Dataset rows
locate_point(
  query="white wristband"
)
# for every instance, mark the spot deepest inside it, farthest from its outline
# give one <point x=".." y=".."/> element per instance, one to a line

Exercise directions >> Can you rewrite the data above with every "instance" swapped for "occurrence", leaving everything else unchanged?

Task solution >>
locate_point(
  query="white wristband"
)
# for every occurrence, mark the spot deepest inside it, farthest from its outline
# give one <point x=".." y=".."/> element per occurrence, one to a line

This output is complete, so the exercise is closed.